Objective: Output, word for word, every line from the line with "Task: point out the hazy" through the final line of the data below.

########

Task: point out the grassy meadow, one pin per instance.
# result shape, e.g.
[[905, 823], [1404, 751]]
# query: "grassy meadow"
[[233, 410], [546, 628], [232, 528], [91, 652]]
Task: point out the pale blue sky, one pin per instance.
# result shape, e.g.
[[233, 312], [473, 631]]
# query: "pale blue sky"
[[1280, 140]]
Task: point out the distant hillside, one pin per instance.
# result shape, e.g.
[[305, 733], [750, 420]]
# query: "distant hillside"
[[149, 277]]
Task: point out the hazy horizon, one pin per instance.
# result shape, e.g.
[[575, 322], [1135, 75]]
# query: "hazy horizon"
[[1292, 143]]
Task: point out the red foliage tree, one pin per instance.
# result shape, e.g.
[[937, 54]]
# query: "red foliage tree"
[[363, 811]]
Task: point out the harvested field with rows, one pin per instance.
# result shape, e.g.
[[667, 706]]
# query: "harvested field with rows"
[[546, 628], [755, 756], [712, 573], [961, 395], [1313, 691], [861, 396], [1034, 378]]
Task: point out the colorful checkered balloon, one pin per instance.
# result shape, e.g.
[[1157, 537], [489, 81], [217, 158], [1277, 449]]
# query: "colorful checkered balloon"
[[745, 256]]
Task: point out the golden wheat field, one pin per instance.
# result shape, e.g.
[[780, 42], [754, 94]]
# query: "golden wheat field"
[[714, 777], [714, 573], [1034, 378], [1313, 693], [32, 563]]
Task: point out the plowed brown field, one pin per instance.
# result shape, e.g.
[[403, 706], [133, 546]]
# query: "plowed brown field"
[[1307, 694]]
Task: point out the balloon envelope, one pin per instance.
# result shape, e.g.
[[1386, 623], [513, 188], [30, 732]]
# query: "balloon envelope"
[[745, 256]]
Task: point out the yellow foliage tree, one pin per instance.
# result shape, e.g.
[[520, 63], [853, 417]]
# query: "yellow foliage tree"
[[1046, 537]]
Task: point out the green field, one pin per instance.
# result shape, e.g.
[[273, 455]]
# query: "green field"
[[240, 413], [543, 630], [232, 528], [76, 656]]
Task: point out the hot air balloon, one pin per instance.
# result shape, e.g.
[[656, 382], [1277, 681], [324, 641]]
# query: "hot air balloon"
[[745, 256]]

########

Complete output:
Task: point out the hazy horizon, one pin per instance.
# result shape, e.g.
[[575, 322], [1135, 75]]
# query: "hazy horizon"
[[1292, 143]]
Task: point out the red foliage tree, one pin per instance.
# result shape, e.g.
[[937, 54]]
# query: "red foliage tree"
[[363, 811]]
Task: point out the harvested field with rows, one pin per instance.
# result shape, e.g.
[[667, 706]]
# query: "harvested field with rows"
[[546, 628], [755, 756], [712, 573], [961, 395], [1313, 691], [861, 396], [1034, 378]]
Task: point out the colorful checkered balloon, one pin per instance.
# result shape, e.g.
[[1157, 537], [489, 81], [217, 158], [1277, 449]]
# query: "colorful checkered balloon"
[[745, 256]]
Task: point out the golden wheat field, one pin per instance.
# result shape, e.g.
[[780, 42], [754, 94]]
# query: "golden wheat field"
[[714, 777], [714, 573], [1034, 378], [1313, 693], [32, 563]]
Task: point out the plowed brown field, one pin per instance.
# result shape, e.g.
[[403, 706], [133, 546]]
# query: "plowed brown field"
[[1307, 694]]
Task: point out the balloon envelope, one pin per instance.
# result shape, e.g.
[[1386, 623], [513, 188], [30, 732]]
# query: "balloon envelope"
[[745, 256]]
Task: point out the yellow foliage tree, one pin per instance.
# result shape, e.g.
[[520, 63], [853, 417]]
# query: "yellow foliage tree"
[[1046, 537]]
Task: point out the green field, one pin per instance.
# result shape, e.g.
[[273, 455]]
# query: "green field"
[[240, 413], [543, 630], [232, 528], [76, 656]]
Task: point out the hot air balloon, one pin per instance.
# result shape, e.g.
[[656, 382], [1277, 681], [324, 641]]
# query: "hot air balloon"
[[745, 256]]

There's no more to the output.